| Instruction 1 |
In the note on Kris Bryant, what contact rate and strikeout rate did he post in his 2016 MVP season?
| Instruction 2 |
Pull out every line of the listing that contains the string "gray", treating uppercase and lowercase as different.

====== Given text

Kris Bryant (3B/OF, CHC): 94% contact rate last seven days (+19%)

Bryant has been one of the more disappointing early-round hitters this season, and this past week captures many of his problems in a nutshell. He did have a 94% contact rate and only three strikeouts in 25 PA, but he also hit .227 with a .684 OPS and one extra-base hit. The common narrative on Bryant would be that he has “sold out for contact”, therefore sacrificing power. While statements like that can typically be written off as announcer-speak, there should are legitimate concerns about Bryant’s approach. His season-long contact rate is 77.8%, yet he is striking out 21% of the time. In his 2016 MVP season Bryant had a 73.3% contact rate and 22% strikeout rate. A 4% increase in contact rate doesn’t account for a 65 point drop in ISO (.262 in 2016, .197 in 2018). There is something else wrong here.

============
====== Dataset records

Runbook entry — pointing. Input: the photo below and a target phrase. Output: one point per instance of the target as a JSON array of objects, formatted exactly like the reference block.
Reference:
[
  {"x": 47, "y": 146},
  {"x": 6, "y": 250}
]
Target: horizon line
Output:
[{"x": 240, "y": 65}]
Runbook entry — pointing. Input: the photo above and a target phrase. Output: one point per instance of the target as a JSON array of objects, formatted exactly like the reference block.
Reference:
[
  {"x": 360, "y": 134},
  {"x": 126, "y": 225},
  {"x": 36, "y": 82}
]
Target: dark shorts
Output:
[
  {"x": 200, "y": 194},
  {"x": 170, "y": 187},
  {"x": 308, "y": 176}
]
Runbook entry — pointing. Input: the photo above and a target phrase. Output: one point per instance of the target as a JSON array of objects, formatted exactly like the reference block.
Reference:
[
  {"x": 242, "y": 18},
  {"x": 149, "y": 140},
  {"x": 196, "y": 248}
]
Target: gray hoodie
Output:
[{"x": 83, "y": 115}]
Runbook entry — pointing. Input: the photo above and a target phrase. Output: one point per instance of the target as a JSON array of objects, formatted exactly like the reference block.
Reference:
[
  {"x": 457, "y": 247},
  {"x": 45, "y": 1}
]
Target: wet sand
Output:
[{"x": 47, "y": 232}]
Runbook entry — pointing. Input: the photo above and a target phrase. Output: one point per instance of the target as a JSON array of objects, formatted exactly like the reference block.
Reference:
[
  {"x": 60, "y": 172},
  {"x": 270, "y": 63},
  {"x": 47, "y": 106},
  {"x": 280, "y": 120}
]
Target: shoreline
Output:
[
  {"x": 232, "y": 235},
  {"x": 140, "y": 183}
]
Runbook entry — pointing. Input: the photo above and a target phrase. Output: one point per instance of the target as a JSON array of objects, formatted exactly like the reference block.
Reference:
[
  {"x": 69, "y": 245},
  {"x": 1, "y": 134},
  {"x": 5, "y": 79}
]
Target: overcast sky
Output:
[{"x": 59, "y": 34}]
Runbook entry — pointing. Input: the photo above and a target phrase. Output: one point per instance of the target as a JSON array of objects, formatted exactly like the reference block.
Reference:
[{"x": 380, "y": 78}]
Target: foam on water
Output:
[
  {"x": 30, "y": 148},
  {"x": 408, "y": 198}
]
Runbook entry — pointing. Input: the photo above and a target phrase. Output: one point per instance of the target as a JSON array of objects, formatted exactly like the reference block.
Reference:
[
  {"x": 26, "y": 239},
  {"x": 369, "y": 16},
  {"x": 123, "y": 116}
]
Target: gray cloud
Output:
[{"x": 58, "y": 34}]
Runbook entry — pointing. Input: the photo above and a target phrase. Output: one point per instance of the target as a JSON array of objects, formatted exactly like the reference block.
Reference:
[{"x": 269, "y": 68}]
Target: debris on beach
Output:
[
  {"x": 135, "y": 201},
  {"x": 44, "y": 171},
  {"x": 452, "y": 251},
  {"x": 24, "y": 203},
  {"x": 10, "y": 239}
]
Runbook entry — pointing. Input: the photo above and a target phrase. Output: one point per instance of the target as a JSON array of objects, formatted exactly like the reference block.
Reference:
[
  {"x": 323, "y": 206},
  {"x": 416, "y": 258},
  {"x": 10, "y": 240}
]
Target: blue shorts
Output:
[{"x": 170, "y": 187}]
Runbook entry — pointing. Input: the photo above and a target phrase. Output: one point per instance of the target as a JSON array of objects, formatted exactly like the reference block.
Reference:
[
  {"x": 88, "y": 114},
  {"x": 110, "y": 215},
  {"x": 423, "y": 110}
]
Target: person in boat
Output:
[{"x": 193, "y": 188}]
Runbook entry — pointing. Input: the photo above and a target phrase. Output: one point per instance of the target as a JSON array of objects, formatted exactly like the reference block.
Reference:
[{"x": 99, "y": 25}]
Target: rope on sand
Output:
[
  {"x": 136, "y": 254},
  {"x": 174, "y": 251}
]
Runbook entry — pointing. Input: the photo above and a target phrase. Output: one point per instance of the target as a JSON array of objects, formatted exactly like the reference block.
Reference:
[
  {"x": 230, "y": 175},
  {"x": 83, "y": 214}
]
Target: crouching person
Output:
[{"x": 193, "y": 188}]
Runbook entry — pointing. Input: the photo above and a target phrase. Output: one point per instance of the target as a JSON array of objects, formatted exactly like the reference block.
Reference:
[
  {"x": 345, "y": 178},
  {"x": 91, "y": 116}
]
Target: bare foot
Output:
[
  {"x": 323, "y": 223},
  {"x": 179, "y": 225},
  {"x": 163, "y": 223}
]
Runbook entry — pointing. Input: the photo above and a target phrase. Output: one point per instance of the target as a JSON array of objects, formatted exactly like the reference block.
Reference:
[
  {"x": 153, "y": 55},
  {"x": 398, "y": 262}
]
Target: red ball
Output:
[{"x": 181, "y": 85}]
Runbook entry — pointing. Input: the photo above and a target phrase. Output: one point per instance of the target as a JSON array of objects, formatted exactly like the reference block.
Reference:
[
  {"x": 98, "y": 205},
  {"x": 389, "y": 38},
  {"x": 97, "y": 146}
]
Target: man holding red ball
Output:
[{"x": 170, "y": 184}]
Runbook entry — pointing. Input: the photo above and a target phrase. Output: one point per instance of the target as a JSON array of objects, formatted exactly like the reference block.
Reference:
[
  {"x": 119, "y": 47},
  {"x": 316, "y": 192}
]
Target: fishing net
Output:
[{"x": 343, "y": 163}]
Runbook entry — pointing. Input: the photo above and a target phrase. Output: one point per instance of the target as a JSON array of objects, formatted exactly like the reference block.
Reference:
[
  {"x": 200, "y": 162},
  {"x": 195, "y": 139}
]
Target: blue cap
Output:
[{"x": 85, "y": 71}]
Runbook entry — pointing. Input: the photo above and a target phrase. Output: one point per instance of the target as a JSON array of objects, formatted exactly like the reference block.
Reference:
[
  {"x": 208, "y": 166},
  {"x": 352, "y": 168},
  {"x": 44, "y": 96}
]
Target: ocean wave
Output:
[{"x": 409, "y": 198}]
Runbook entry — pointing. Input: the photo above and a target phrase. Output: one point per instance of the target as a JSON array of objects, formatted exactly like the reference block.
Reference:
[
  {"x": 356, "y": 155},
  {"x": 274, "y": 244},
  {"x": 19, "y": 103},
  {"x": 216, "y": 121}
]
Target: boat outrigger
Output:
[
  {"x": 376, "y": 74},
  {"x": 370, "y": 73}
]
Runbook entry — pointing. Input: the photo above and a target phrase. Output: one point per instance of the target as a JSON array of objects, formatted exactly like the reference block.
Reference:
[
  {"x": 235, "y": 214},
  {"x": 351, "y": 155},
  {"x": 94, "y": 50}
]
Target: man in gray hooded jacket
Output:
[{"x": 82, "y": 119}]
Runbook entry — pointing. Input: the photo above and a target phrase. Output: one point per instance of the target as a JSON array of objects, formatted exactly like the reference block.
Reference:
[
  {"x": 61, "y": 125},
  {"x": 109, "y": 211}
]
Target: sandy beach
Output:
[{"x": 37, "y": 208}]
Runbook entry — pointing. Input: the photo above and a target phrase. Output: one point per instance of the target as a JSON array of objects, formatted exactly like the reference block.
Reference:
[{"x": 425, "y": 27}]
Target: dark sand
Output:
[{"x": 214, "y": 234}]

============

| Written response 1 |
He had a 73.3% contact rate and a 22% strikeout rate.

| Written response 2 |
Target: gray hoodie
Target: gray cloud
Target: man in gray hooded jacket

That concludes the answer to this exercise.